TEXT SECTION:

----

After Life has guaranteed his place at the very top of the pantheon of those who make us laugh and think.
The very first time I saw Ricky Gervais was in the late 90s, hosting a tiny segment of a popular comedy show.
And it made no impression on me. None whatsoever.
Unlike Sasha Baron-Cohen, whose Ali G character immediately resonated with me in the way in which he humiliated established politicians by asking the most asinine questions imaginable, I don’t think many people walked away watching the Reading born agent provocateur in the 90s, thinking that he was the best thing since sliced bread.
And this was the dominant view, until word of mouth of the brilliance of the first season of The Office began to spread in 2001. And only then, did our man really take off.
The format of The Office, which was a sort of documentary on an unremarkable organization, situated in an unremarkable part of England — slough — allowed Ricky Gervais to unleash his comedic gifts on us.

----

EXERCISE REQUIREMENTS:
a: Retype the passage about Ricky Gervais from "After Life has" up to and including "popular comedy show.".
b: Extract each line in the rows that contains any of the strings "several".
The text and the rows that follow it come from unrelated sources.

----

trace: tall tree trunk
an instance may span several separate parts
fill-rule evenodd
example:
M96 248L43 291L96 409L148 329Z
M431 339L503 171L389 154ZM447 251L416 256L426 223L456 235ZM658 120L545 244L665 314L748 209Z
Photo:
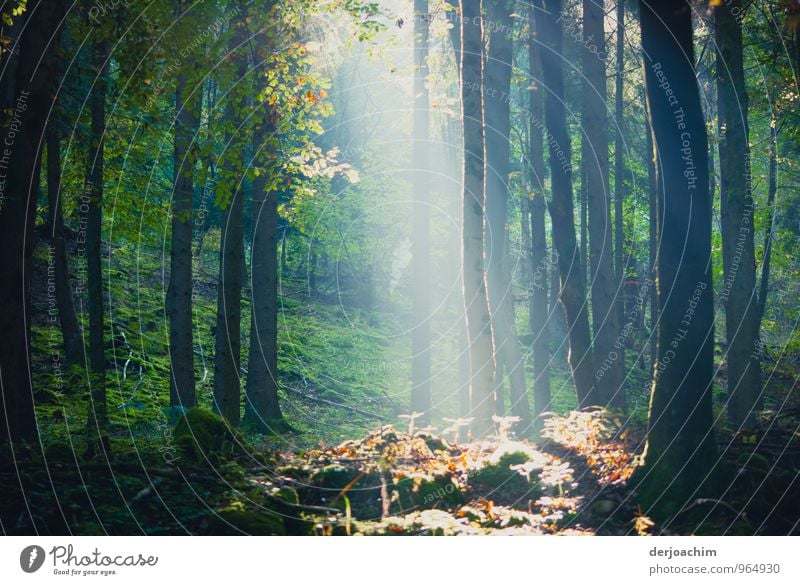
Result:
M91 130L84 196L88 199L86 221L86 283L89 300L89 409L87 453L108 447L108 405L106 398L106 358L103 303L103 162L106 125L106 84L108 49L96 41L92 49Z
M764 224L764 252L761 258L761 281L758 288L758 327L761 337L761 320L767 308L769 272L772 263L772 240L775 237L775 195L778 193L778 118L773 113L769 126L769 181L767 185L767 221ZM759 341L759 346L761 342ZM760 349L760 347L759 347ZM760 352L759 352L760 353Z
M617 55L614 73L614 274L615 303L620 331L625 323L625 233L622 203L625 200L625 0L617 0ZM618 346L618 347L616 347ZM615 344L622 377L625 376L625 343Z
M464 174L461 260L470 361L470 414L480 437L492 429L494 347L483 262L484 120L481 2L461 0L461 118Z
M536 45L536 33L539 28L541 13L536 14L533 6L529 10L531 26L528 43L528 61L530 63L530 124L528 130L528 153L530 155L529 181L531 185L530 234L531 234L531 281L529 321L533 334L533 413L534 430L543 426L542 413L551 409L550 396L550 335L547 319L550 313L547 302L549 259L547 253L547 234L545 233L545 214L547 204L544 194L544 137L542 134L544 118L544 95L540 83L542 65L539 48Z
M714 9L719 109L720 215L728 341L728 418L735 426L757 425L762 409L761 364L758 354L758 296L748 99L744 83L742 28L737 20L741 0Z
M656 278L656 256L658 256L658 238L660 237L660 223L658 219L659 188L656 182L656 151L653 145L653 129L650 120L645 117L645 135L647 139L647 194L649 210L650 240L648 246L649 280ZM656 323L658 322L658 294L656 287L650 287L650 364L652 368L656 363Z
M9 8L3 7L3 14ZM31 387L30 315L33 225L40 140L51 107L64 3L42 2L14 17L0 57L4 149L0 153L0 442L36 440ZM8 143L11 142L9 145Z
M47 210L48 231L53 242L53 278L56 306L64 342L67 365L83 361L83 336L69 274L69 259L64 236L64 212L61 204L61 136L57 111L50 115L47 124Z
M411 410L422 413L424 424L430 422L431 410L428 28L428 0L414 0Z
M183 6L185 0L179 0ZM191 408L197 404L194 379L192 322L192 195L194 192L194 140L200 125L200 105L194 69L185 63L175 88L174 186L170 247L169 314L170 405Z
M625 408L622 363L615 347L619 310L612 255L611 189L608 184L606 42L604 2L583 1L583 154L589 208L589 258L596 371L595 403Z
M534 5L541 6L541 2L537 0ZM543 18L539 32L542 43L547 47L541 52L541 60L544 86L549 90L544 109L553 195L548 208L561 276L560 299L566 313L569 334L568 359L575 380L578 405L583 407L597 404L598 399L595 395L595 369L586 307L584 267L575 238L572 148L564 105L563 43L558 21L561 1L547 0L544 8L541 11Z
M637 499L663 519L708 492L717 461L708 142L688 4L640 2L661 221L657 364Z
M231 54L236 62L235 87L228 94L225 110L226 126L232 128L223 154L223 184L230 191L217 196L227 203L222 212L222 234L219 243L219 282L217 285L217 325L214 347L214 408L230 424L238 426L241 417L241 320L242 278L244 264L244 144L239 136L242 123L240 86L247 74L243 53L245 41L243 21L235 21L236 32L231 35ZM238 102L238 106L237 106Z
M264 42L263 35L256 37ZM273 148L274 112L264 104L262 122L253 133L257 161L270 168L262 169L253 180L253 244L250 261L252 309L250 353L245 387L245 421L264 433L283 427L283 413L278 400L278 191L267 187L269 173L276 172Z
M511 414L519 417L520 428L530 424L531 409L525 388L525 368L514 324L514 291L507 269L506 217L508 212L508 175L510 172L511 70L513 43L511 5L490 2L488 15L493 26L489 31L486 60L484 112L486 117L486 234L485 254L489 306L495 357L495 392L503 393L504 373L508 374ZM498 399L498 414L504 414Z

----

THE ANSWERS:
a:
After Life has guaranteed his place at the very top of the pantheon of those who make us laugh and think.
The very first time I saw Ricky Gervais was in the late 90s, hosting a tiny segment of a popular comedy show.

b:
an instance may span several separate parts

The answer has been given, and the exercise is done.